Boundary annotation records

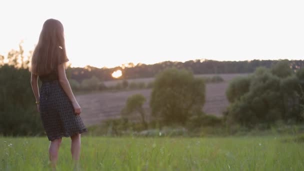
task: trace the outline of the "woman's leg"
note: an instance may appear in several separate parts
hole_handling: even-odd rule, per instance
[[[80,134],[70,136],[72,140],[70,152],[72,154],[72,159],[77,162],[80,158]]]
[[[52,168],[56,166],[56,162],[58,160],[58,151],[61,144],[62,138],[56,139],[50,141],[48,147],[48,153],[50,154],[50,161]]]

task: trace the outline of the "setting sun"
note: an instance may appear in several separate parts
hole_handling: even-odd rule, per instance
[[[120,77],[122,76],[122,74],[120,70],[118,70],[116,71],[113,72],[113,73],[112,73],[112,76],[113,76],[114,78],[118,78],[119,77]]]

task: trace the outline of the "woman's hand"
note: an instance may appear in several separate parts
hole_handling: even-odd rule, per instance
[[[38,110],[38,112],[40,112],[40,104],[37,104],[37,110]]]
[[[74,107],[74,112],[76,114],[80,114],[82,112],[82,108],[80,108],[80,106],[78,104],[77,102],[75,102],[72,103],[73,107]]]

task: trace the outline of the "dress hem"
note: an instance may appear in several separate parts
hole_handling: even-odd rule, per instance
[[[82,134],[82,133],[84,133],[84,132],[88,132],[88,129],[86,128],[81,130],[79,130],[79,131],[73,132],[72,134],[62,134],[61,135],[60,135],[59,136],[55,136],[54,138],[50,138],[48,137],[48,140],[55,140],[56,139],[58,139],[58,138],[62,138],[64,136],[64,137],[66,137],[66,138],[70,137],[70,136],[72,136],[74,135],[75,135],[75,134]]]

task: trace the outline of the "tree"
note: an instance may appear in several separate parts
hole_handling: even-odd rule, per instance
[[[226,112],[228,121],[249,128],[260,124],[270,126],[278,120],[302,122],[302,102],[297,96],[300,82],[290,69],[282,61],[270,69],[258,68],[248,78],[232,81],[227,90],[231,103]],[[301,75],[300,70],[298,72]]]
[[[226,96],[230,102],[240,100],[249,91],[250,79],[248,77],[238,77],[232,80],[226,90]]]
[[[184,124],[202,110],[205,84],[186,70],[170,68],[159,74],[154,82],[150,106],[152,114],[165,124]]]
[[[4,63],[4,56],[0,56],[0,134],[42,134],[44,129],[34,102],[28,70],[30,58],[24,60],[21,44],[19,48],[8,52],[7,63]]]
[[[122,110],[122,116],[130,116],[134,113],[140,114],[142,122],[145,128],[148,128],[148,124],[145,120],[146,112],[144,109],[144,104],[146,100],[144,96],[140,94],[136,94],[130,96],[126,106]]]
[[[271,68],[271,72],[280,78],[290,76],[293,72],[288,60],[280,60],[274,64]]]

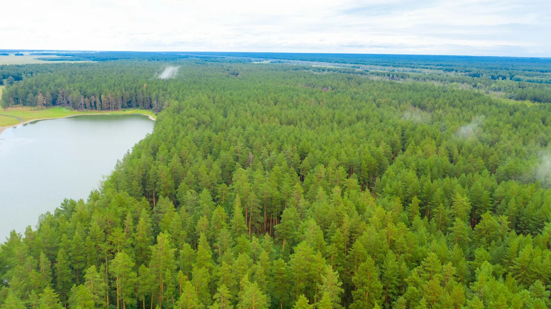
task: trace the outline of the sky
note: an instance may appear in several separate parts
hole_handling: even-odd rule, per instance
[[[551,57],[551,0],[24,0],[0,49]]]

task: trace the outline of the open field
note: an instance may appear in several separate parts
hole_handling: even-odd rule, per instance
[[[31,63],[57,63],[58,62],[85,62],[84,61],[46,61],[37,58],[56,58],[55,55],[0,56],[0,64],[28,64]]]
[[[19,123],[19,120],[17,120],[17,118],[9,117],[8,116],[0,115],[0,128],[3,126],[9,126],[18,123]]]
[[[128,109],[122,111],[111,112],[109,111],[91,111],[90,112],[79,112],[73,111],[66,107],[51,107],[42,109],[35,109],[31,107],[15,106],[8,108],[6,111],[0,110],[0,132],[3,129],[22,124],[31,121],[40,120],[62,118],[78,115],[94,114],[138,114],[148,116],[154,120],[155,113],[150,111],[138,109]],[[10,117],[11,116],[11,117]],[[19,120],[18,120],[19,119]]]

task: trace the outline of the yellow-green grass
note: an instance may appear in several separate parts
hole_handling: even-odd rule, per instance
[[[122,111],[116,111],[111,112],[110,111],[90,111],[85,112],[79,112],[78,111],[72,111],[69,108],[65,107],[50,107],[49,108],[42,108],[36,109],[35,108],[20,105],[16,105],[13,107],[10,107],[6,109],[0,110],[0,114],[7,115],[8,116],[13,116],[21,119],[21,121],[19,121],[17,118],[13,117],[8,117],[2,116],[0,119],[0,128],[1,127],[9,126],[18,123],[26,123],[29,121],[38,119],[50,119],[50,118],[62,118],[69,116],[75,116],[77,115],[93,115],[94,114],[143,114],[149,116],[152,119],[155,119],[155,113],[150,111],[137,109],[128,109]],[[10,118],[5,119],[4,118]],[[13,119],[13,120],[12,120]],[[14,122],[15,120],[15,122]]]
[[[2,112],[0,111],[0,113]],[[8,126],[19,123],[19,120],[17,118],[8,117],[8,116],[0,115],[0,128],[2,126]]]
[[[56,63],[58,62],[85,62],[83,61],[46,61],[37,58],[59,57],[55,55],[0,56],[0,64],[28,64],[31,63]]]

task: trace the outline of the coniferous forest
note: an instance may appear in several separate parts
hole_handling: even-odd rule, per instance
[[[551,308],[544,100],[144,54],[0,66],[4,102],[158,112],[99,190],[0,245],[0,308]],[[487,79],[551,97],[549,61],[514,63],[541,82]]]

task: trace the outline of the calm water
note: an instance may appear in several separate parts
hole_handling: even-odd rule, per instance
[[[142,115],[94,115],[30,123],[0,133],[0,242],[33,229],[64,198],[84,198],[117,159],[153,128]]]

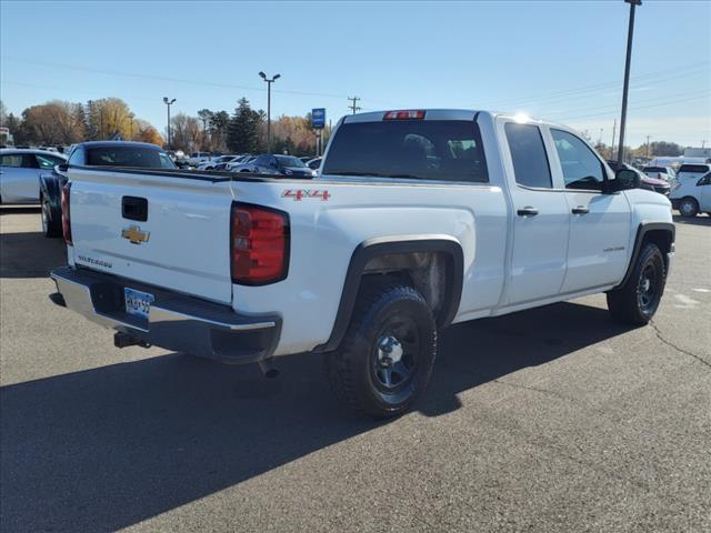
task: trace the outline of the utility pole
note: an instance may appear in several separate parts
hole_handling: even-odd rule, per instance
[[[170,150],[173,148],[170,141],[170,107],[176,103],[176,99],[171,100],[168,97],[163,97],[163,103],[168,105],[168,150]]]
[[[624,86],[622,87],[622,117],[620,119],[620,147],[618,148],[618,167],[624,161],[624,128],[627,127],[627,97],[630,89],[630,63],[632,62],[632,36],[634,33],[634,8],[642,0],[624,0],[630,4],[630,24],[627,30],[627,58],[624,60]]]
[[[271,80],[264,72],[260,72],[259,77],[267,82],[267,153],[271,154],[271,84],[281,78],[281,74],[276,74]]]
[[[348,99],[353,102],[348,107],[348,109],[353,111],[353,114],[356,114],[356,111],[360,111],[361,109],[363,109],[363,108],[358,105],[358,101],[360,100],[360,98],[358,98],[358,97],[348,97]]]

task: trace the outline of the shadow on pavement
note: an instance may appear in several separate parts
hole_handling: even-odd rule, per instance
[[[452,326],[419,408],[624,331],[575,303]],[[118,530],[382,424],[336,403],[320,356],[280,369],[170,354],[2,388],[2,530]]]
[[[46,278],[67,264],[62,239],[47,239],[41,232],[0,233],[0,278]]]
[[[680,214],[674,214],[673,219],[675,224],[711,225],[711,217],[708,214],[697,214],[695,217],[682,217]]]

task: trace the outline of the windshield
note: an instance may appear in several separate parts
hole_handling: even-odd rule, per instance
[[[274,158],[277,158],[277,161],[279,161],[279,164],[282,167],[306,167],[303,161],[299,158],[294,158],[293,155],[274,155]]]
[[[389,120],[338,129],[323,174],[487,182],[479,128],[464,120]]]
[[[98,147],[88,151],[87,163],[97,167],[138,167],[174,169],[172,160],[160,150],[141,147]]]

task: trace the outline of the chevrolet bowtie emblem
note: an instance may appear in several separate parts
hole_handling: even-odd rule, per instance
[[[128,239],[131,244],[140,244],[141,242],[148,242],[151,234],[148,231],[141,231],[138,225],[131,225],[128,230],[121,231],[121,237]]]

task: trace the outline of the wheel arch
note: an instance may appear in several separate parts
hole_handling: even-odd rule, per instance
[[[673,222],[642,222],[637,228],[637,235],[634,237],[634,248],[632,249],[632,255],[627,266],[627,272],[622,281],[615,286],[622,286],[632,275],[634,270],[634,263],[637,262],[642,247],[648,242],[653,242],[659,247],[664,259],[664,269],[669,270],[669,257],[668,254],[673,252],[674,247],[675,227]]]
[[[424,288],[429,279],[420,278],[422,271],[418,271],[418,264],[428,269],[429,275],[439,275],[443,280],[438,284],[437,295],[431,293],[431,288],[430,294],[423,295],[428,303],[432,298],[439,303],[435,312],[438,326],[449,325],[459,309],[463,285],[464,255],[459,241],[441,234],[370,239],[361,242],[351,255],[331,335],[314,351],[328,352],[339,346],[368,275],[407,273],[415,288]]]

Stated exercise:
Please list every line of the material above that contains the string "woman", copying each one in full.

Result:
task: trace the outline of the "woman's leg"
task: trace the outline of the "woman's hand"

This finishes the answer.